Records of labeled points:
--- START ---
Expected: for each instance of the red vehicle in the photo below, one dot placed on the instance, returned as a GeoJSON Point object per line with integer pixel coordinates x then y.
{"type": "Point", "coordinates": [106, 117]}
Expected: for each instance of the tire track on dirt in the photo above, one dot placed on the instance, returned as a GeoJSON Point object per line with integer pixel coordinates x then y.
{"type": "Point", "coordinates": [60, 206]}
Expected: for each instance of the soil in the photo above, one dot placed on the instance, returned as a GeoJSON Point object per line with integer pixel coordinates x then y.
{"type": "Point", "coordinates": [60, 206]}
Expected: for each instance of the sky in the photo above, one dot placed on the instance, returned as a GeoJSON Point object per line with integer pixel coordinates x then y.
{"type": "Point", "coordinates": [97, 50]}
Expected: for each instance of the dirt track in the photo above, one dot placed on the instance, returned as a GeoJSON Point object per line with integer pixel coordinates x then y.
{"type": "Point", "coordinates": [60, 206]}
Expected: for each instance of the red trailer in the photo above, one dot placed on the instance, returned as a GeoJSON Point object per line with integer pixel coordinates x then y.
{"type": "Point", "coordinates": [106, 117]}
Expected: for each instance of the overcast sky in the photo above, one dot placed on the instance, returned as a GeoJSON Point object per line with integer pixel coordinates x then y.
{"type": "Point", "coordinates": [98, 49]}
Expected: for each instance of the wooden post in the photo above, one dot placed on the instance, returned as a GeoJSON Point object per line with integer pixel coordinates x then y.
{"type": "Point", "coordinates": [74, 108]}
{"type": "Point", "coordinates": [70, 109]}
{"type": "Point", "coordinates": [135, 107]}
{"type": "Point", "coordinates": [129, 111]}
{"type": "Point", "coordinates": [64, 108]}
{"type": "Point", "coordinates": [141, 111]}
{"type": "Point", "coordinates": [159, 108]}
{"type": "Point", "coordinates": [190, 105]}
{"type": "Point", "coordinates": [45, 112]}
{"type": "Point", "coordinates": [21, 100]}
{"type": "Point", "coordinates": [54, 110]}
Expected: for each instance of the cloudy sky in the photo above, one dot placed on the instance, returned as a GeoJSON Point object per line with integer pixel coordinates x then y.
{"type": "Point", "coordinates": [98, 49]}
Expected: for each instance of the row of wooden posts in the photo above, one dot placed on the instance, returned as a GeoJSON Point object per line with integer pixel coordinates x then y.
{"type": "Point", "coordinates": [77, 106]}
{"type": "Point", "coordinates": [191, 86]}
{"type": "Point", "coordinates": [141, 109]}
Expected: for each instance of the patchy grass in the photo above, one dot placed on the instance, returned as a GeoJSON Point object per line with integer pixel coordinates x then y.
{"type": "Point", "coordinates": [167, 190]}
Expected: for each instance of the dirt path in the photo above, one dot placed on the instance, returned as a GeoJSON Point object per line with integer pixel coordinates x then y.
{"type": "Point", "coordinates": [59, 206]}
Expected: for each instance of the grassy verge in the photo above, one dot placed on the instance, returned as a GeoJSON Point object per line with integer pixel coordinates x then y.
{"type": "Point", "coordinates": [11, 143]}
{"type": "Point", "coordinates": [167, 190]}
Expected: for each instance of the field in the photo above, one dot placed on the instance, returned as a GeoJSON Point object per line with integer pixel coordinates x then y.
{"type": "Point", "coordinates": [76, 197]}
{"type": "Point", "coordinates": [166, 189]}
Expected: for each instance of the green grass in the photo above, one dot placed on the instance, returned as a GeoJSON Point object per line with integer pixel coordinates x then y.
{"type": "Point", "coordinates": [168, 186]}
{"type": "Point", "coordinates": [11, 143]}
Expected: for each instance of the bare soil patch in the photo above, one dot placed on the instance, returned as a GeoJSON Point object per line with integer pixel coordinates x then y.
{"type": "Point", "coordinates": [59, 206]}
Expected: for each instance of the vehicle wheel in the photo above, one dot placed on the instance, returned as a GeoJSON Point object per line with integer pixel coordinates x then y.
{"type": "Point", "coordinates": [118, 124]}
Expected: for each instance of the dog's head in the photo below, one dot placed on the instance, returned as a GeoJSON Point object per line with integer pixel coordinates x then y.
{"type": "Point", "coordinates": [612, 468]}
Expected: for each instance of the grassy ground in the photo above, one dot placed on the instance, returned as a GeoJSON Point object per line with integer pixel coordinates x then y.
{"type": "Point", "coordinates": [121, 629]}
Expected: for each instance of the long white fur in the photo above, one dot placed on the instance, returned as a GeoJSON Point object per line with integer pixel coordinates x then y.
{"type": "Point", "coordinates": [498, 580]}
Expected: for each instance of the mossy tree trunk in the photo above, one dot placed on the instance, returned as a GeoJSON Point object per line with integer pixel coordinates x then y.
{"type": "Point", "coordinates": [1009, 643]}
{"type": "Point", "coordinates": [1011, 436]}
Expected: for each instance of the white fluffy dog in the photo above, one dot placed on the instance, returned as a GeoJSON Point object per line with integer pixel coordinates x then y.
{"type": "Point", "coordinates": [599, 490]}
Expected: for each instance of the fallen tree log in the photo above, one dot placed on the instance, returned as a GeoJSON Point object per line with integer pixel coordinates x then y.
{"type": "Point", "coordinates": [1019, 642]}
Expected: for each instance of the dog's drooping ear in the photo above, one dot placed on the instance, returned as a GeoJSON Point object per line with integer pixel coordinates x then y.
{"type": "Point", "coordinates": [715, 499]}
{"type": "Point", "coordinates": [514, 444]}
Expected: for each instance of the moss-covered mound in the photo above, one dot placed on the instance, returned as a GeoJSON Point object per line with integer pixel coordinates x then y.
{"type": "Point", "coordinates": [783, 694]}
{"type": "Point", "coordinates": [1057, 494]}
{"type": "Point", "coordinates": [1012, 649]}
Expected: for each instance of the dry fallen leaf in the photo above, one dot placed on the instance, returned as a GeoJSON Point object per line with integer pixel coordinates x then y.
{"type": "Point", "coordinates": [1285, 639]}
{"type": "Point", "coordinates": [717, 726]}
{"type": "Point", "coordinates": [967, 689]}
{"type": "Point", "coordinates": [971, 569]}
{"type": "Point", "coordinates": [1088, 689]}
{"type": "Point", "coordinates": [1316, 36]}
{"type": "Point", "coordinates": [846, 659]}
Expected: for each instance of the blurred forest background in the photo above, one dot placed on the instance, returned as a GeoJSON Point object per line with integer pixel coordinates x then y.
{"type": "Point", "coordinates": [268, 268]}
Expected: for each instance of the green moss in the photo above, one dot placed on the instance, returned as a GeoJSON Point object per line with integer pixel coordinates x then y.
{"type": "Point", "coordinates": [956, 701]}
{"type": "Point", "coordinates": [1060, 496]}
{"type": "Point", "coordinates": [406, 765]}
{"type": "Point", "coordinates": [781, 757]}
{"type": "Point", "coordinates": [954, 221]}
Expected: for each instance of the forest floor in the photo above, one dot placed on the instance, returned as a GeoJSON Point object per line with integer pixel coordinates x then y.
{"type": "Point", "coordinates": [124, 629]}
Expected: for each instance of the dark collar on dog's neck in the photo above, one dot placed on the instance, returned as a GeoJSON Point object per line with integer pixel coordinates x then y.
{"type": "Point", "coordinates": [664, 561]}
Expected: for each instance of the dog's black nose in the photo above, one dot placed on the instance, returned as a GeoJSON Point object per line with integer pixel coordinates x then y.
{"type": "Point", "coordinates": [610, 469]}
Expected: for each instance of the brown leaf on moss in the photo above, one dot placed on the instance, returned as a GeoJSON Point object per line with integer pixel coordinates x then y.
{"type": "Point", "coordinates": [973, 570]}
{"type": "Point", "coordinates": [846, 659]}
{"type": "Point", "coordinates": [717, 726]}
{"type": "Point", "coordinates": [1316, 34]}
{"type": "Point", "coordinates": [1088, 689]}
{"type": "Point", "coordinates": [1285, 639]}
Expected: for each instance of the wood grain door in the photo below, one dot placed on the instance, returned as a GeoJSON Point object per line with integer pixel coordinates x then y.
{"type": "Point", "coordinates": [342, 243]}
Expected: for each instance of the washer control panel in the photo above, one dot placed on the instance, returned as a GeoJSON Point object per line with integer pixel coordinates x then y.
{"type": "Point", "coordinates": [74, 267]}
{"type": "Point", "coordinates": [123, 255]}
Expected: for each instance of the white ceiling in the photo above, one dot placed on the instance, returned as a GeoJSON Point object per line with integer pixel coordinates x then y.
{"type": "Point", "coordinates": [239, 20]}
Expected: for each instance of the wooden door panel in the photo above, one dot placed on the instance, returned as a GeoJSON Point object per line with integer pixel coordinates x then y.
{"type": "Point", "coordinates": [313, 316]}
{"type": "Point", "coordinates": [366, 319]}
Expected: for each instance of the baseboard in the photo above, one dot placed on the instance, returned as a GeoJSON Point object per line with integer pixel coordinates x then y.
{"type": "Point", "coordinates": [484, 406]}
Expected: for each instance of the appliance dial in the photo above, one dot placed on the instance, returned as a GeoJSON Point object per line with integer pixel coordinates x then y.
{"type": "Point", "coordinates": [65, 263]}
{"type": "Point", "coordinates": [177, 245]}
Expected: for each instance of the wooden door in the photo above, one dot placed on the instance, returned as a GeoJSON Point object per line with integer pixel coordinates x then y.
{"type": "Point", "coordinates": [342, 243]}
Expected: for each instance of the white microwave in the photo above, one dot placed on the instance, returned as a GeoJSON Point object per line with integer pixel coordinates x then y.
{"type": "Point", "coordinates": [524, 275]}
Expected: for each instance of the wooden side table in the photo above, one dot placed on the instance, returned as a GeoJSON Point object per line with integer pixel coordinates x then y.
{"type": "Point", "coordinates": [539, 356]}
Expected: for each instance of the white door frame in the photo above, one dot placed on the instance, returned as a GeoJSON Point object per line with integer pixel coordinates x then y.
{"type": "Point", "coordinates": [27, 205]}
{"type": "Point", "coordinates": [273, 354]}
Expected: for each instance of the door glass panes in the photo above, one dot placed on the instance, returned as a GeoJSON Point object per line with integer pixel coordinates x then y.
--- END ---
> JOB: Transcribe only the trailing portion of the entries above: the line that contains "Expected: for each instance of the white door" and each line after it.

> SOLUTION TO THIS PROBLEM:
Expected: for each instance of the white door frame in the photo above, one dot placed on the instance, returned as a GeoJSON Point object per line with integer pixel coordinates x then y.
{"type": "Point", "coordinates": [27, 205]}
{"type": "Point", "coordinates": [273, 354]}
Expected: for each instance of the door glass panes in the photo above, one dot placed on the instance, returned as a GeoJSON Point object per line with integer pixel coordinates x then y.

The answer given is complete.